Provided text —
++++++++++
Eddleman, President Elect
Soil and Water Conservation Society
COMMITTEE ON AGRICULTURE, NUTRITION AND FORESTRY
U. S. SENATE
Mr. Chairman, Senator Lugar and distinguished members of the committee,
it is indeed a pleasure to come before you to talk about the important issue of
conservation in the next
farm bill. Next week, I will begin a
term as President of the Soil and Water Conservation Society (SWCS). I am also
fortunate to serve as a Supervisor of the Marion County Soil and Water
Conservation District and on the Council of the Hoosier Heartland Resource and
Conservation and Development Area in Indiana. My commitment to care of the land
and other natural resources began when local USDA technicians helped my father
develop a conservation plan for our erosion scarred Southern Indiana farm and
continued in 4-H club and FFA work. It has continued through a career in soil
and water conservation and my current efforts in retirement. My knowledge of the
farm and producing food began during the recovery period following the Dust Bowl
of the 1930s. I remember the large gullies and acres and acres of land laid to
waste by soil erosion. I have experienced sitting in the seat of a 1940s farm
tractor as it sled into a gully as I tried to shape it into a grassed waterway.
I have witnessed the miraculous recovery of those same acres as a result of the
cooperation and effort made by government, educational institutions, farm
organizations, conservation groups and Soil and Water Conservation Districts.
You will recall that Mr. Craig Cox, Executive Vice President of the Society, met
with you on March 1 and June 28, 2001 and discussed the Seeking Common Ground
For Conservation project being carried out by SWCS to help stakeholders and
policymakers shape the conservation provisions for the 2002
farm
bill. I do not intend to repeat his testimony today but will build on a
few of the key recommendations to come out of the effort. During that testimony
Mr. Cox stressed that the goal of the next
farm bill should be
to add balance to conservation policy that relies too heavily on programs that
take land out of production and a farm policy that relies too heavily on
supporting the income of a minority of farmers who produce a handful of
subsidized commodities.
Since his testimony, the Society has completed
the Seeking Common Ground Report - An Agricultural Conservation Policy Report.
You have received copies of the Report for detailed study. The report contains
22 recommendations. These recommendations are based on the results of five
regional workshops attended by a similar number of agricultural, fish and
wildlife and water resources organizations. Participants were asked to develop
specific recommendations for reform of conservation and farm policy that would
help get conservation on the ground. The final recommendations are the
Society's, based on the input from the workshops and deliberations from a policy
advisory group. The recommendations represent our best judgment of the policy
reforms that hold the most promise for addressing the hopes and concerns raised
in the workshops.
Conservation entered farm policy in the 1930s during a
time of crisis - economic and ecologic. The role of conservation then was
largely to serve agriculture by developing and managing soil and water resources
as a means of enhancing agricultural production and rural development. The
resulting victory over widespread waste and degradation of our land and water
resources is among our most significant accomplishments of modern conservation.
That victory is now largely overlooked, forgotten and not even known by many.
The challenge for agriculture and conservation has changed but is still large.
Environmental performance is becoming a key determinant of the commercial
viability of agriculture. Producers operating animal feeding operations or
irrigating cropland or pasture are facing fundamental questions about the
environmental sustainability of their operations.
Agriculture cannot
escape the consequences of its environmental effects anymore than agriculture
could escape the effect of land degradation in the 1930s. That is not because
agriculture is bad, but because it is big and complex. Existing conservation
programs and policy can meet this new challenge just as the challenge of the
1930s was met. But they must be updated and dramatically strengthened.
++++++++++
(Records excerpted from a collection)
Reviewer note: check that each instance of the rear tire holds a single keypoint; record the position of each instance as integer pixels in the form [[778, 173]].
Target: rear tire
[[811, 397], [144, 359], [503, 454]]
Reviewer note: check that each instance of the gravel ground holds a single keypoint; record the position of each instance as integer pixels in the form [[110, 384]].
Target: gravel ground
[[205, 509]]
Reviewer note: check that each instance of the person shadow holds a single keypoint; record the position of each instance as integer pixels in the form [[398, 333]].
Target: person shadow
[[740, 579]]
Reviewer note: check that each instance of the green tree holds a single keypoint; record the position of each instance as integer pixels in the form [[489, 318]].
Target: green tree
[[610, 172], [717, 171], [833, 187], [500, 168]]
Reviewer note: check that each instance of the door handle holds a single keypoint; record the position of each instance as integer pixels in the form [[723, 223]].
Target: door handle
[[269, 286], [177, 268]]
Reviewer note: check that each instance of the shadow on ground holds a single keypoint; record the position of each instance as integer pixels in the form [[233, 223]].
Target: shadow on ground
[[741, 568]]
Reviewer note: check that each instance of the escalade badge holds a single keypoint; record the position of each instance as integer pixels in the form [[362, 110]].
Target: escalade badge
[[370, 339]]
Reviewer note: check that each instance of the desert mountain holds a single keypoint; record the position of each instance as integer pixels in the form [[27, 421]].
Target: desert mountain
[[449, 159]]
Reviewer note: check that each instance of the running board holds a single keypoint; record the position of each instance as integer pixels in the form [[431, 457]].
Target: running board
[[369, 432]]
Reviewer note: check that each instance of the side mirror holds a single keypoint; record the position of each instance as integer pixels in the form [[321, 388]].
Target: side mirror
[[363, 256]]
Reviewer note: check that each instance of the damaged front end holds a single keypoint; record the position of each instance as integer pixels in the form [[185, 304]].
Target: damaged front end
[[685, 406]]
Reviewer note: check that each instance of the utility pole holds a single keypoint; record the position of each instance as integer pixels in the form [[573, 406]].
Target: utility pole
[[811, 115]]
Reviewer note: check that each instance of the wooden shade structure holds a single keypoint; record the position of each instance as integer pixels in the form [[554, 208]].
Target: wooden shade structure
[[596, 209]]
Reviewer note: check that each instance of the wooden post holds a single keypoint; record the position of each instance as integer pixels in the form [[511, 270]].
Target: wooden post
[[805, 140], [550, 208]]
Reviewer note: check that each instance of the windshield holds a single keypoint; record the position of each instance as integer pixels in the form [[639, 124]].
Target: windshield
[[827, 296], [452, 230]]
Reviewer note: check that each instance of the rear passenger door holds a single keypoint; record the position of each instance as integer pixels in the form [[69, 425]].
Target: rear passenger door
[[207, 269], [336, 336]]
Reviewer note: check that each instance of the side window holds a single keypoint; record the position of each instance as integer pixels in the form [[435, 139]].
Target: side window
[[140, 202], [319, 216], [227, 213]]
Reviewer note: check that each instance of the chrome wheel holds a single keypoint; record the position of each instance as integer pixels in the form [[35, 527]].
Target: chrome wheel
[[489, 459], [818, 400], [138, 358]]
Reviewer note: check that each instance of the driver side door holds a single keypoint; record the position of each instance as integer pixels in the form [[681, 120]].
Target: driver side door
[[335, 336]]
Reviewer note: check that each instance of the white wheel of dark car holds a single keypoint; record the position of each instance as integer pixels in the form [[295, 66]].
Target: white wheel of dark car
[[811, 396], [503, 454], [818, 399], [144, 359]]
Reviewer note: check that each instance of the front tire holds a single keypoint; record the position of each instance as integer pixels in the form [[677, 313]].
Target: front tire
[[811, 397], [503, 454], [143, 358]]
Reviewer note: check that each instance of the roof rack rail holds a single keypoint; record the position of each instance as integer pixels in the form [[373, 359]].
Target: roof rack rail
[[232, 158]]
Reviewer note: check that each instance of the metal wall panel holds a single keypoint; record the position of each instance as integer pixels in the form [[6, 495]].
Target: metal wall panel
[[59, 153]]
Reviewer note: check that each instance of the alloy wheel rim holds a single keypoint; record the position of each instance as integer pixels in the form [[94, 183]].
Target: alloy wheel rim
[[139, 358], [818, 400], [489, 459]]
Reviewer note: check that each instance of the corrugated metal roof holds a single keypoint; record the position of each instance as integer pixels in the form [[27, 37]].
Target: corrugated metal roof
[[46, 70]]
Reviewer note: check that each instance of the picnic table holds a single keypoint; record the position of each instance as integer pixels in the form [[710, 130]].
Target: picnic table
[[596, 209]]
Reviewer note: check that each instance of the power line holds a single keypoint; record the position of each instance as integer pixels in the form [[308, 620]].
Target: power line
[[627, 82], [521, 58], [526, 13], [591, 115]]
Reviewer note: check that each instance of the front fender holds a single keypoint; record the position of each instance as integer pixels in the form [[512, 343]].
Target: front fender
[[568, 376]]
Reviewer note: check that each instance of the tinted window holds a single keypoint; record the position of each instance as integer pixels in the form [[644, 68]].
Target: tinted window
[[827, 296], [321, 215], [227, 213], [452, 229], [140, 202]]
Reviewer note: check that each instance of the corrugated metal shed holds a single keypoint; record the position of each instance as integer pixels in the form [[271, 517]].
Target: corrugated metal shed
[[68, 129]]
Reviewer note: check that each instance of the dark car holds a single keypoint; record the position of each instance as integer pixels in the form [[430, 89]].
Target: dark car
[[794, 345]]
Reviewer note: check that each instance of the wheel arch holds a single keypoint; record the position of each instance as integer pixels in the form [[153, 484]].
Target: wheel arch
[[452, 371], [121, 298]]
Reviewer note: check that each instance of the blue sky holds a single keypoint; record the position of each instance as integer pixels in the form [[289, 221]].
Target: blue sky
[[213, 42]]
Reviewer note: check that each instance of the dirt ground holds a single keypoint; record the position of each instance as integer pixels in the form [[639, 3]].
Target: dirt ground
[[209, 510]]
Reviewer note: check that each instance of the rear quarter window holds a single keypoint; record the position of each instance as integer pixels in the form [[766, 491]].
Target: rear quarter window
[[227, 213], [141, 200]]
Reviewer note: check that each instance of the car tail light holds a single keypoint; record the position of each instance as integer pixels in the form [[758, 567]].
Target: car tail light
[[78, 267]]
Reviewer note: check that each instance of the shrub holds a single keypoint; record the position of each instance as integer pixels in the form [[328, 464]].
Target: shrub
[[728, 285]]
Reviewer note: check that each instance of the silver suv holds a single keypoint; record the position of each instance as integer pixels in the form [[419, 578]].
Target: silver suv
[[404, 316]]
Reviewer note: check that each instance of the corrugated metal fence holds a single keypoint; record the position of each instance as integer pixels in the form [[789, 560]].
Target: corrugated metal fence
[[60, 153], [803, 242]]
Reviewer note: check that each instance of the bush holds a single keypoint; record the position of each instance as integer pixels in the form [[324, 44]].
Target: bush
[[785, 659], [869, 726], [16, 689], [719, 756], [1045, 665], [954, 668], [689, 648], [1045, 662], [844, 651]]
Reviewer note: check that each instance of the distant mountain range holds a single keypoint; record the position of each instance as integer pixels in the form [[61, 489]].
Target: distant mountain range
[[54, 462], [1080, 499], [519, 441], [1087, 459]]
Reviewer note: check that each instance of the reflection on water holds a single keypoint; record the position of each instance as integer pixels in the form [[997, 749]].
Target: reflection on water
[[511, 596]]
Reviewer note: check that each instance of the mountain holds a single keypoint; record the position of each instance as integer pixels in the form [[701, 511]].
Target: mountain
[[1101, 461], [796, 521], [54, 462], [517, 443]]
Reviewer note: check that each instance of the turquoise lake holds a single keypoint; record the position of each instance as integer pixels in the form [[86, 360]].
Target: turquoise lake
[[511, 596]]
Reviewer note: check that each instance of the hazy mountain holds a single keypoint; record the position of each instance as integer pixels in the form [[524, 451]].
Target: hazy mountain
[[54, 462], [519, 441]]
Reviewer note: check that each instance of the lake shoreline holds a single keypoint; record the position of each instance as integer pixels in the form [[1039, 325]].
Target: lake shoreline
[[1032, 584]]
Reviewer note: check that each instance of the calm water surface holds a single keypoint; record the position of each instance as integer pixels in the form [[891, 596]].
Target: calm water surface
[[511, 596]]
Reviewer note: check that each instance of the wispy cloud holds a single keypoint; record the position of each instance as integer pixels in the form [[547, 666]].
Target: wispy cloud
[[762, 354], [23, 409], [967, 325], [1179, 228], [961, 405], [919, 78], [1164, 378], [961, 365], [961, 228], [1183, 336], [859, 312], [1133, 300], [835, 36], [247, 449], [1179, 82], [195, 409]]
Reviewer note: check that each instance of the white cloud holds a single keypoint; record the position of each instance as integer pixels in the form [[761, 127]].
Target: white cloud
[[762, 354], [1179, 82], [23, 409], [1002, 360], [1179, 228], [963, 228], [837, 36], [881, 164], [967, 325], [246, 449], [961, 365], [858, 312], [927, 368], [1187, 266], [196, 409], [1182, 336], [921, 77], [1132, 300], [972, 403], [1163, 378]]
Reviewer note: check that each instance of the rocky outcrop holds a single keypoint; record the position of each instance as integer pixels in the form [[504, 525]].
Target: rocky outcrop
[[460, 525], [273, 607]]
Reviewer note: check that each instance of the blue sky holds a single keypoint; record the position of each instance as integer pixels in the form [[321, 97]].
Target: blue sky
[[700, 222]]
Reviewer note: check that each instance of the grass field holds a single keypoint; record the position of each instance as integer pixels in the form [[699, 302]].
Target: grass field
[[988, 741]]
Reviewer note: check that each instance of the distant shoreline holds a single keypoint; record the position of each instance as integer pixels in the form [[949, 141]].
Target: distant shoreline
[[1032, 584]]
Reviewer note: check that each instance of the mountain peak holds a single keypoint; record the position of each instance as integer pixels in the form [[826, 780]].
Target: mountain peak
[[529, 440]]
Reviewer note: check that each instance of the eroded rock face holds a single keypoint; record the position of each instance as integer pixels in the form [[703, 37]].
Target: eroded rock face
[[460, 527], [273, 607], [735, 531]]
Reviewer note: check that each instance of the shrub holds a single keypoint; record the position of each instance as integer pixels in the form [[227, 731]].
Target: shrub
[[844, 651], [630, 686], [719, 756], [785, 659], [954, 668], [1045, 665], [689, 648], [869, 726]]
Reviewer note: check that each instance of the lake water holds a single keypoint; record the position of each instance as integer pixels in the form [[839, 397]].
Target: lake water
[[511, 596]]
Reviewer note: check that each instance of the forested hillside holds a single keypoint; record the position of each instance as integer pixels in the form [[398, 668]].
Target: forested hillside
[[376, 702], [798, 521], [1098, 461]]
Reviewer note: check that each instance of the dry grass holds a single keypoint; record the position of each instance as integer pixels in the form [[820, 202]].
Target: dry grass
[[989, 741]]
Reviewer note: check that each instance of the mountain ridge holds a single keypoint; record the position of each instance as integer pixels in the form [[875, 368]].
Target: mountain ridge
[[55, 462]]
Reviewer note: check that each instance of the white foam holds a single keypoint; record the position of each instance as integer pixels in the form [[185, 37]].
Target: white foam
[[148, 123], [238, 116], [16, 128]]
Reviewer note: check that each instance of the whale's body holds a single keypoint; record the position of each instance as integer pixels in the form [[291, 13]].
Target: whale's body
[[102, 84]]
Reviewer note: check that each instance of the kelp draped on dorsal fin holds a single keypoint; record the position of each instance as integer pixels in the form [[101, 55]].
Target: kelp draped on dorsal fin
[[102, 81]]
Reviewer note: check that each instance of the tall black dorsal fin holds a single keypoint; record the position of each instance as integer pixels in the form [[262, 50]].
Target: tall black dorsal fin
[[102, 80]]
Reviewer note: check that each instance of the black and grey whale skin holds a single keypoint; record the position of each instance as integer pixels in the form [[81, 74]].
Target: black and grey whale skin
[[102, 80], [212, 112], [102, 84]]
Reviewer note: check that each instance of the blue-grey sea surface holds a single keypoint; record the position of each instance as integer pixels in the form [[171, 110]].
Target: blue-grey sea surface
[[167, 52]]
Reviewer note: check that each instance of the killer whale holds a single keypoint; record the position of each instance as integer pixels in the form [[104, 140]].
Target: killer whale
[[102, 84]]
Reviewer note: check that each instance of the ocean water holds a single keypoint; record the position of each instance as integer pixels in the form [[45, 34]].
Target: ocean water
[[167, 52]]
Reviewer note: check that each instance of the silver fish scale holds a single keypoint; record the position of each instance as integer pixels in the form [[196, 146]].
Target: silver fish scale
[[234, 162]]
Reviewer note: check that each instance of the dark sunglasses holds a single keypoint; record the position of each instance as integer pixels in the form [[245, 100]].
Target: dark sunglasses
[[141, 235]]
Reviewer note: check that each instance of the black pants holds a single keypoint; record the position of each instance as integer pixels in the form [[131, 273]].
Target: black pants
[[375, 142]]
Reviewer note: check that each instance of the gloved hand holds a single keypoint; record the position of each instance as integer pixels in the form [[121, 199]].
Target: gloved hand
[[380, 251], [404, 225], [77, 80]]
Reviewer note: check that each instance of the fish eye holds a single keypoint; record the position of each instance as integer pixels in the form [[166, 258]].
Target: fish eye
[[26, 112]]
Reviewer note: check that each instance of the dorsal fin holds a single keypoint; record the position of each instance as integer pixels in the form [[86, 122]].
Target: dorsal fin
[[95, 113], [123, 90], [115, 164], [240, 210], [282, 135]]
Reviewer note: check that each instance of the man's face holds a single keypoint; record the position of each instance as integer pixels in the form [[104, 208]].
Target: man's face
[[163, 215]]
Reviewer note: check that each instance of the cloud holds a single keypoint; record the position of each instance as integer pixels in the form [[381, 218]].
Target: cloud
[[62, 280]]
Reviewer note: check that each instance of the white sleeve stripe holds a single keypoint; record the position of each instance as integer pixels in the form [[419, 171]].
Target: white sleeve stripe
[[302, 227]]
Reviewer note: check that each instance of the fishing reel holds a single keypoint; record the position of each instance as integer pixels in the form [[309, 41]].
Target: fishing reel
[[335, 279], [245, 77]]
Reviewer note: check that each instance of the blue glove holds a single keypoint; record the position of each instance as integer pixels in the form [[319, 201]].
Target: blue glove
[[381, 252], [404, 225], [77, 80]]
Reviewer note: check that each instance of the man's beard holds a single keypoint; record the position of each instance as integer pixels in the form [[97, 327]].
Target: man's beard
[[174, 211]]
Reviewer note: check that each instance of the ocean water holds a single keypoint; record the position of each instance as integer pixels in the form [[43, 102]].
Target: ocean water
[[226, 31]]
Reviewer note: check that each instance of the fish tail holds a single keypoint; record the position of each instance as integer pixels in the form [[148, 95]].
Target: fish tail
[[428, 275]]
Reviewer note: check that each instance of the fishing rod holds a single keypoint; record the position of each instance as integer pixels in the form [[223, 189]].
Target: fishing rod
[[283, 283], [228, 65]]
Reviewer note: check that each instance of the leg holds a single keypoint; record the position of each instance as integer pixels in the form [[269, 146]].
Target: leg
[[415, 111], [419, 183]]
++++++++++
Problem A — Return the passage of the farm bill testimony from "You will recall" up to and including "subsidized commodities.".
Problem B — State whether each statement agrees with the farm bill testimony, answering yes or no and quoting the words that decide it: (i) The Seeking Common Ground Report contains 22 recommendations. (ii) The report's recommendations are based on the results of three regional workshops. (iii) Conservation entered farm policy in the 1950s.
The entries come from a different source than the text above them.

Correct answer A —
You will recall that Mr. Craig Cox, Executive Vice President of the Society, met
with you on March 1 and June 28, 2001 and discussed the Seeking Common Ground
For Conservation project being carried out by SWCS to help stakeholders and
policymakers shape the conservation provisions for the 2002
farm
bill. I do not intend to repeat his testimony today but will build on a
few of the key recommendations to come out of the effort. During that testimony
Mr. Cox stressed that the goal of the next
farm bill should be
to add balance to conservation policy that relies too heavily on programs that
take land out of production and a farm policy that relies too heavily on
supporting the income of a minority of farmers who produce a handful of
subsidized commodities.

Correct answer B —
(i) Yes: "The report contains 22 recommendations."
(ii) No: "These recommendations are based on the results of five regional workshops"
(iii) No: "Conservation entered farm policy in the 1930s during a time of crisis"